▶ _Exercise task_: Return every record below exactly as written, but leave out the pictures.

<<<<

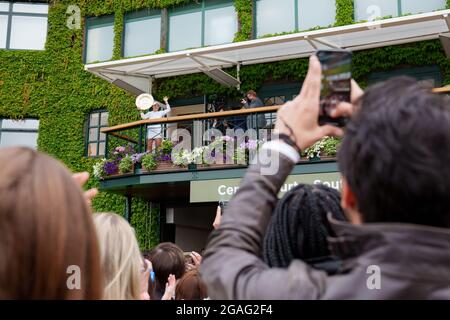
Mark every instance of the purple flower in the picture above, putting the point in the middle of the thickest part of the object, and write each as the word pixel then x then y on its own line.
pixel 136 158
pixel 110 168
pixel 163 157
pixel 252 144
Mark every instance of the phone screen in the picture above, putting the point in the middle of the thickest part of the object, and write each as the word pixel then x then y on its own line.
pixel 336 83
pixel 223 205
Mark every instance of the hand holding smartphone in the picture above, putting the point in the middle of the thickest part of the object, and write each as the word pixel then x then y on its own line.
pixel 336 84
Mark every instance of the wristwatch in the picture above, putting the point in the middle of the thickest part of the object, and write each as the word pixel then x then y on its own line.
pixel 287 139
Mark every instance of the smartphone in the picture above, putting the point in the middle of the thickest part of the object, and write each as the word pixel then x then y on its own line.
pixel 336 84
pixel 223 205
pixel 187 258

>>>>

▶ _Answer_:
Mark every instance of the purple flower in the picture above, putting the point in the middle of the thickest part of the object, and write each as the word pixel then x then y on its own line.
pixel 136 158
pixel 110 168
pixel 163 157
pixel 252 144
Mark every instance of the phone screen in the picture above, putting the point in the middle of the thickest part of the object, and write each as the word pixel then x then y on its own line.
pixel 336 83
pixel 223 205
Mark every instance of the hand holding smartphone in the picture above, putting the point in the middle of the thickest part of the object, and write each as the word pixel then x then y on its own line.
pixel 336 84
Mark every instance of the wristwatch in the picture above, putting the point in the middle of the thickest part of the object, and write each as the word pixel then x then y on its own line.
pixel 287 139
Mark every instance of the smartphone in the picture above, putting the point in the middle of the thickest part of the object, and write each as the word pixel then x then y on its own line.
pixel 336 84
pixel 223 205
pixel 187 258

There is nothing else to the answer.